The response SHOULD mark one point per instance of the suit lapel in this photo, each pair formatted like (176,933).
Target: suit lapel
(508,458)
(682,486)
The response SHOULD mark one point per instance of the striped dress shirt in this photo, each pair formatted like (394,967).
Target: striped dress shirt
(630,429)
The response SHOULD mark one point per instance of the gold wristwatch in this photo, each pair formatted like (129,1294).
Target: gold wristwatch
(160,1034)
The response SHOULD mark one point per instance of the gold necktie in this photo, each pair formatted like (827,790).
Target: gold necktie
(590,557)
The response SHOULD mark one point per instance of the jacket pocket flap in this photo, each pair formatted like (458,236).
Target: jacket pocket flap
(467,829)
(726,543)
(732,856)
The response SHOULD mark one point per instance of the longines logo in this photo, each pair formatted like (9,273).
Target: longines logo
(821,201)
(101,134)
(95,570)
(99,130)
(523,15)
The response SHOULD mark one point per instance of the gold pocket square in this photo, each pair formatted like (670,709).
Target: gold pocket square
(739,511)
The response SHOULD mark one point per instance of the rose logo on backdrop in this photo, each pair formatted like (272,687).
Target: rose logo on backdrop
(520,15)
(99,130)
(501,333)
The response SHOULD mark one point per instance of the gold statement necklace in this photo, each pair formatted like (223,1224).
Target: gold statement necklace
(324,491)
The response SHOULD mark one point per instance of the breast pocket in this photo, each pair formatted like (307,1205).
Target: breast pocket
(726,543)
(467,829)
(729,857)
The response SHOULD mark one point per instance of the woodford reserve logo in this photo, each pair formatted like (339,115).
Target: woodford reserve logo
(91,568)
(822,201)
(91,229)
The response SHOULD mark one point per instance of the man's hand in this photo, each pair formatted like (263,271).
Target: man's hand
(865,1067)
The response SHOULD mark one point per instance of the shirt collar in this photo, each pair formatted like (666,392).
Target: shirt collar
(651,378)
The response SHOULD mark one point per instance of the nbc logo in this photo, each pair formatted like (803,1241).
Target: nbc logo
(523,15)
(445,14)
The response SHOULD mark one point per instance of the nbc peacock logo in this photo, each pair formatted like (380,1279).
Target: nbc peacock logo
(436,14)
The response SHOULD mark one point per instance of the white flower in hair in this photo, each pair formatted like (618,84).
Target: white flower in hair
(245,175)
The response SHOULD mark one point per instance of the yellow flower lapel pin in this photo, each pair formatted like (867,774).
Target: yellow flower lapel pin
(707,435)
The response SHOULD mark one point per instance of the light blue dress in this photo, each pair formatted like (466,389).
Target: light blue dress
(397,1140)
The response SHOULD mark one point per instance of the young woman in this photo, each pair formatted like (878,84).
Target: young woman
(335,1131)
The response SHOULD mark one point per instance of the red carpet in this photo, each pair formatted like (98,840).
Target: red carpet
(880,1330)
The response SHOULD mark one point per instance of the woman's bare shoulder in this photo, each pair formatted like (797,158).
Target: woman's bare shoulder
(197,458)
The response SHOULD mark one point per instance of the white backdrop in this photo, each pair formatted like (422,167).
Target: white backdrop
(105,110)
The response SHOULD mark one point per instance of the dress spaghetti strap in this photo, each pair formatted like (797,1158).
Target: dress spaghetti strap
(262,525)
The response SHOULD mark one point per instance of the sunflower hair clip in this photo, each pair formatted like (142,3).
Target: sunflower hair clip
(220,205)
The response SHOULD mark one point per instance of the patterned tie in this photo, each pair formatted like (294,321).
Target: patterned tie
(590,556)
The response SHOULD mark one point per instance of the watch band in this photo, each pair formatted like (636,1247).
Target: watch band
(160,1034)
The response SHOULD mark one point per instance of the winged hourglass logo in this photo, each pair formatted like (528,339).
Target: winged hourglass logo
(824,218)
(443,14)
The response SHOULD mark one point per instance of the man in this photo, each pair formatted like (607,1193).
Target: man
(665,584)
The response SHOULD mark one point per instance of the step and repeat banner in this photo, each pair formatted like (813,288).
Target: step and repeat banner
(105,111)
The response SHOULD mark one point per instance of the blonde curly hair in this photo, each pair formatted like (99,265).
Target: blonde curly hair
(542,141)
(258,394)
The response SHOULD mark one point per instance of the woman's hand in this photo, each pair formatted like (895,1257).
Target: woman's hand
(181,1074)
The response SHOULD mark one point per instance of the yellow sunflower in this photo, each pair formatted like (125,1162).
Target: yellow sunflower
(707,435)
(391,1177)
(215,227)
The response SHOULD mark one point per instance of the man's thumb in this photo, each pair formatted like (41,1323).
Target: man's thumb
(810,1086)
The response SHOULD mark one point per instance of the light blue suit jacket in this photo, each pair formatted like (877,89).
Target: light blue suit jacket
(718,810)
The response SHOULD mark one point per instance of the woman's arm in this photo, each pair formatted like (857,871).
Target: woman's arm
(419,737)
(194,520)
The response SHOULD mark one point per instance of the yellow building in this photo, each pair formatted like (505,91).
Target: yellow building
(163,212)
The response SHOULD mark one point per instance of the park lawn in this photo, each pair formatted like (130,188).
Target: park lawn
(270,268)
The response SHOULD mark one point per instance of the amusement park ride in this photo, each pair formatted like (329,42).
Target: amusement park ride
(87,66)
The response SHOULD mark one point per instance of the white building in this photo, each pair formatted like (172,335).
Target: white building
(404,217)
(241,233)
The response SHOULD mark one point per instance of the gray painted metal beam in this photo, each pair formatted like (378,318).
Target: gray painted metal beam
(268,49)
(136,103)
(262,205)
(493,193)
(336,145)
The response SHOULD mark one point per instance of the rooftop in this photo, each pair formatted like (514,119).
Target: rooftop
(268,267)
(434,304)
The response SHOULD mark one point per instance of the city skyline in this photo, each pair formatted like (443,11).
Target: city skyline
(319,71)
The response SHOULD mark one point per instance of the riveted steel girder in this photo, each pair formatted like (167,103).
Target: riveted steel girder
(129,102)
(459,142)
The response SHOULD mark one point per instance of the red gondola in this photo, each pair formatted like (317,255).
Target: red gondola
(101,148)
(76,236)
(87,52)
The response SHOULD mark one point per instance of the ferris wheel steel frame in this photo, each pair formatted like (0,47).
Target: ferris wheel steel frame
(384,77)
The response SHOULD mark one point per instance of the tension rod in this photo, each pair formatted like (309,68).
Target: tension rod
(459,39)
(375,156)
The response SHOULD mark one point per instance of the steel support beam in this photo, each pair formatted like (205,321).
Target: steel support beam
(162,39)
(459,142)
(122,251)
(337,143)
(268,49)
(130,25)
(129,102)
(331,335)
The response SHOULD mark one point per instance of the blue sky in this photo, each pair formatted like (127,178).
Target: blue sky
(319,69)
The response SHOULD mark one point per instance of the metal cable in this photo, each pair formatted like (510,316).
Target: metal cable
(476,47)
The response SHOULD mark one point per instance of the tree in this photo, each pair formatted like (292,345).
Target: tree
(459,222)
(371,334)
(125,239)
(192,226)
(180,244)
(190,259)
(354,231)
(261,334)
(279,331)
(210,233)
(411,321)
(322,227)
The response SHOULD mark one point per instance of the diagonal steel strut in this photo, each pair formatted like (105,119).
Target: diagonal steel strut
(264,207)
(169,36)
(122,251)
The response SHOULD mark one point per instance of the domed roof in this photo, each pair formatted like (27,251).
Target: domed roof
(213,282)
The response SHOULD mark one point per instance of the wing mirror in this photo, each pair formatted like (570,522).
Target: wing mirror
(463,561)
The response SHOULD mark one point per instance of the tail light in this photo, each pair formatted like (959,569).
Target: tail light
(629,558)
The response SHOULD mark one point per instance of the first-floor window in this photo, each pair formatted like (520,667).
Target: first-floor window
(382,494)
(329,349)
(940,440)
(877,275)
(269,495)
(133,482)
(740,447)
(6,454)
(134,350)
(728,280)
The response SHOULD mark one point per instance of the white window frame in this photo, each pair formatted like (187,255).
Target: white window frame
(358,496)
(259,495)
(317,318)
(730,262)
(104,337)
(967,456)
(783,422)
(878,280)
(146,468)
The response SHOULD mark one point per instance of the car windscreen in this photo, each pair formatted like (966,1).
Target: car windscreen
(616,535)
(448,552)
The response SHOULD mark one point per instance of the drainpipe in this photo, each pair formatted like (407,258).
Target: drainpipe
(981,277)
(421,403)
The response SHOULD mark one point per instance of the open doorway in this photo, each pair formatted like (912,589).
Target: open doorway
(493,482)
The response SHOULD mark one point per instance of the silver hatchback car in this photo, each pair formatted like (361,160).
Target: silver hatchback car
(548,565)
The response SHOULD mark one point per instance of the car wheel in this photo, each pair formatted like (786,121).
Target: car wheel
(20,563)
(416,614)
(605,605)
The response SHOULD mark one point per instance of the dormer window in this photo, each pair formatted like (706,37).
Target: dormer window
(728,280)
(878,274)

——————————

• [WHAT THE TASK REQUIRES]: Give back the lines above exactly, from the one with "formatted like (520,667)." through the last line.

• [RESULT OF THE TASK]:
The response SHOULD mark one point per instance of the first-floor window in this photo, each pair formatted like (520,667).
Target: first-floor window
(382,494)
(329,349)
(940,440)
(877,275)
(269,495)
(133,482)
(740,447)
(6,454)
(134,350)
(728,280)
The response SHOULD mark one point per instance of the white window frame in this photo, each pair formatted like (187,255).
Target: white window frame
(358,496)
(259,495)
(317,318)
(730,262)
(104,337)
(967,456)
(783,422)
(878,280)
(146,468)
The response SHOULD mark one point per instance of the car windscreen in this photo, each pair formatted like (966,1).
Target: car windscreen
(616,535)
(448,552)
The response SHOULD mark one point per instance of the drainpipe in this photo, each pair formatted like (407,258).
Target: drainpipe
(981,277)
(421,403)
The response SHOULD mark one point per instance of the open doorway in this photo, each pair formatted like (912,589).
Target: open doorway
(493,482)
The response SHOULD mark one point per instance of the silver hatchback car in this photo, each pair formatted like (361,160).
Target: silver hatchback car
(548,565)
The response SHOULD mark one point per instance of the car wheel in this photo, each pair formatted like (786,121).
Target: car wheel
(20,563)
(416,614)
(605,605)
The response SHOULD mark one point per instance of the dormer window in this photo, each pair formatted like (706,37).
Target: dormer window
(728,280)
(878,274)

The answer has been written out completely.